■ ARTICLE:

········

= Philip Kenyon-Slaney =

Major Philip Percy Kenyon-Slaney (12 February 1896 – 9 September 1928) was a British Conservative Party politician.

Kenyon-Slaney was son of Percy Kenyon-Slaney (1861–1911) and his wife, Geraldine Ellen Georgina, daughter of the Reverend George William Whitmore, who had made their home at Langworthy, Devon. His uncle Colonel William Kenyon-Slaney had also been a Member of Parliament.

He was educated at Bradfield School.

Throughout the First World War he served with Royal North Devon Yeomanry, Royal Field Artillery, seeing action on the Western Front. He was mentioned in despatches and awarded the Military Cross in the 1916 Birthday Honours. He was gassed several times, subsequently affecting his health. After the war he was on the Territorial Army Reserve of Officers with the rank of Major.

········

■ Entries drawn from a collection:
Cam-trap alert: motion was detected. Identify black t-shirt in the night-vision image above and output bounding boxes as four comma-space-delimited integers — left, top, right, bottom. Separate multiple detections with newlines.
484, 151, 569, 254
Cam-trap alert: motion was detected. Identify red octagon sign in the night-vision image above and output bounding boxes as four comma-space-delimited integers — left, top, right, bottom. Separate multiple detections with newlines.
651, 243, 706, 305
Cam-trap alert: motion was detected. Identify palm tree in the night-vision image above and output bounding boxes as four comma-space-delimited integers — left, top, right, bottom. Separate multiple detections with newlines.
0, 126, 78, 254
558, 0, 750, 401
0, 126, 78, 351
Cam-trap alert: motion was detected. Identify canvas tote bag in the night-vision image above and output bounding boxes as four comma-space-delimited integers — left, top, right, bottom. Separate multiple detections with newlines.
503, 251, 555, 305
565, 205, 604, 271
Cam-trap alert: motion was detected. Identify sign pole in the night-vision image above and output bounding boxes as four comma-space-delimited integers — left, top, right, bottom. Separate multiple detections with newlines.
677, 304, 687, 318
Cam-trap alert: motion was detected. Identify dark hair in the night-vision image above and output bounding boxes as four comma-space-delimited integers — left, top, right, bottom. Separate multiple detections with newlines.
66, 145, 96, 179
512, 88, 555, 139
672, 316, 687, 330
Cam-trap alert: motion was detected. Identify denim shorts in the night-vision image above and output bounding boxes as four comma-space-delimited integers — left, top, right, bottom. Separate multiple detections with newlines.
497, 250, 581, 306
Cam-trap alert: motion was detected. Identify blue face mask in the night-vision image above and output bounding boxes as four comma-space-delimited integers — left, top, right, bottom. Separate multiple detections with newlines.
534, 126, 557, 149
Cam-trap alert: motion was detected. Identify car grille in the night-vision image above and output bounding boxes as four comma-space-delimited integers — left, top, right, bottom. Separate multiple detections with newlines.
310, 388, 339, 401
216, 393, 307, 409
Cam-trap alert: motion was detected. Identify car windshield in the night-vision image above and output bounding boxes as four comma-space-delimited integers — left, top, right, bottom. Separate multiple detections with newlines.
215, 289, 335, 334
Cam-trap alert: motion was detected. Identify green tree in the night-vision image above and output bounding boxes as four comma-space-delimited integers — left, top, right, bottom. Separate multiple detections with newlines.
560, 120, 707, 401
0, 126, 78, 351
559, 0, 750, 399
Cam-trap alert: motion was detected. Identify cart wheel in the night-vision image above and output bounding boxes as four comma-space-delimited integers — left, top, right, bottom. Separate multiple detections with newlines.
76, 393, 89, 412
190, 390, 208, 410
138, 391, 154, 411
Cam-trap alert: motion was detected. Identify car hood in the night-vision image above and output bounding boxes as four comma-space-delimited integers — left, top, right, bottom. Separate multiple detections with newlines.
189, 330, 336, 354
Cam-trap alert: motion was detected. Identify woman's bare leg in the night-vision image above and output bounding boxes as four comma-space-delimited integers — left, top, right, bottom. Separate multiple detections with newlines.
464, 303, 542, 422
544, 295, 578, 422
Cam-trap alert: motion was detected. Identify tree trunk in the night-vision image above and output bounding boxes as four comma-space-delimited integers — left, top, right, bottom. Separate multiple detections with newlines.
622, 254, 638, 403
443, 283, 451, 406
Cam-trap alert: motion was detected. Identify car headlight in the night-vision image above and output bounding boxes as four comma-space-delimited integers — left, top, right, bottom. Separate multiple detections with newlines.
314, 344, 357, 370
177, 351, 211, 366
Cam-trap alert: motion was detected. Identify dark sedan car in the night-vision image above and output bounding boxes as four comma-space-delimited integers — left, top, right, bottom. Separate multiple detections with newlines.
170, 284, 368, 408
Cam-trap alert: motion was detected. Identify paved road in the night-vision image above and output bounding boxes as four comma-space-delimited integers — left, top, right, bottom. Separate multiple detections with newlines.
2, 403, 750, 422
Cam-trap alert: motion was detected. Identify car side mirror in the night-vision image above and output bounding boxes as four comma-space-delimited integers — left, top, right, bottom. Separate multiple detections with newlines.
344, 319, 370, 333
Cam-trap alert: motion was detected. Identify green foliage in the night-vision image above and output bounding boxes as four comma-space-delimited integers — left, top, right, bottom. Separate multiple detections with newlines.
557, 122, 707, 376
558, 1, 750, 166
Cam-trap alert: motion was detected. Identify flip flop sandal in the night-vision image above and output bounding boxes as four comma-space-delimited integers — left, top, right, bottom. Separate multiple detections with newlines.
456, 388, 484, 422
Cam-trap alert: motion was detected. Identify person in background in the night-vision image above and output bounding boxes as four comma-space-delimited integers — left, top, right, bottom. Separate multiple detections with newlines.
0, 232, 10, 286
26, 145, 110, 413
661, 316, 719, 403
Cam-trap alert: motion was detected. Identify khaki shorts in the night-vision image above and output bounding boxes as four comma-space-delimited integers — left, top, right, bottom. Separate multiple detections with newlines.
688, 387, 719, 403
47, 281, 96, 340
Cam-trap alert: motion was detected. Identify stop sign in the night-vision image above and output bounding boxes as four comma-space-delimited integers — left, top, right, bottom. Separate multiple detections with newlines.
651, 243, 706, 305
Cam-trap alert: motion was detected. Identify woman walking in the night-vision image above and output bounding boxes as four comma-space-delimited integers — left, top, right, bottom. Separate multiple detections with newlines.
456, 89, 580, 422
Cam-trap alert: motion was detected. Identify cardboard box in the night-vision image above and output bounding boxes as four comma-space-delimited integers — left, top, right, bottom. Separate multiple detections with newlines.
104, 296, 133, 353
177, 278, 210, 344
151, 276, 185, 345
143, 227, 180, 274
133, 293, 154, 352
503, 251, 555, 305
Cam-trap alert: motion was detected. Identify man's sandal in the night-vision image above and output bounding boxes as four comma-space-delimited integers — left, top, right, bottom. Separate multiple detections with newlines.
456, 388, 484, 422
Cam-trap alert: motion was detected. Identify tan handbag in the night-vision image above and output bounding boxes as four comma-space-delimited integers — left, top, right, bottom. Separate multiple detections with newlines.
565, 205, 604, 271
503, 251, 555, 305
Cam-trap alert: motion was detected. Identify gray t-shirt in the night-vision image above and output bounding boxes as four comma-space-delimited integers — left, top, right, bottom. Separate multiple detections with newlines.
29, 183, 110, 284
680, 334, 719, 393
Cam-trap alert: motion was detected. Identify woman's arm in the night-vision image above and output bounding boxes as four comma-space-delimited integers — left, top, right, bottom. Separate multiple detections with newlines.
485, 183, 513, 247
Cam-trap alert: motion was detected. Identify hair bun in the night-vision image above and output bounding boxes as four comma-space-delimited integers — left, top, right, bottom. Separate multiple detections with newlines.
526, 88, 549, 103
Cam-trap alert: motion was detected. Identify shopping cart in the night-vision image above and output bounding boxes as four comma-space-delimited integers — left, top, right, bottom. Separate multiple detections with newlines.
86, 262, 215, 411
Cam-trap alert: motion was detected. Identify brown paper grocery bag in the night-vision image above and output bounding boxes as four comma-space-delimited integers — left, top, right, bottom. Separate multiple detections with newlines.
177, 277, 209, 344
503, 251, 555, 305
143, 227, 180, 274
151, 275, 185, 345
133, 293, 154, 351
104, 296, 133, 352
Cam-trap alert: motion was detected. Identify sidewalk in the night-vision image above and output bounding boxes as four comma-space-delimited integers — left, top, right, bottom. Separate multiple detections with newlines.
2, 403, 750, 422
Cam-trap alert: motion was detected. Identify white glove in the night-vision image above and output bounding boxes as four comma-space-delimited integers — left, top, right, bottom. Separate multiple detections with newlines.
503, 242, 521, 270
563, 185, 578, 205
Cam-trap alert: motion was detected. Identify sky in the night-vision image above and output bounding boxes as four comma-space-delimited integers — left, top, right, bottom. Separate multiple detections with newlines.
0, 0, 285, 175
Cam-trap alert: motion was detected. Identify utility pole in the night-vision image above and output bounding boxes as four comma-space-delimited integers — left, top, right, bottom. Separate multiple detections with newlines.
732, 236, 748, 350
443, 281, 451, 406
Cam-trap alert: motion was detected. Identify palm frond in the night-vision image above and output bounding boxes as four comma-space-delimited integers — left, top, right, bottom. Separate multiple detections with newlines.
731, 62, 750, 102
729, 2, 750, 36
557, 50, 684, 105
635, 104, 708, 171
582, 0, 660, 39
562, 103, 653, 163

········

■ TASK LIST:
**a)** In the biography of Philip Kenyon-Slaney, in which honors list was he awarded the Military Cross?
**b)** Carry on the biography of Philip Kenyon-Slaney from its last sentence.
These records come from a separate source.

■ PER-TASK OUTPUTS:
**a)** The 1916 Birthday Honours.

**b)**
He was elected at the 1924 general election as Member of Parliament (MP) for the Tavistock division of Devon, and held the seat until his death, in a Torquay nursing home, in 1928, aged 32.

His health had caused him to announce he would not stand at the next general election. His last home was at Beechwood House, Plympton, Devon.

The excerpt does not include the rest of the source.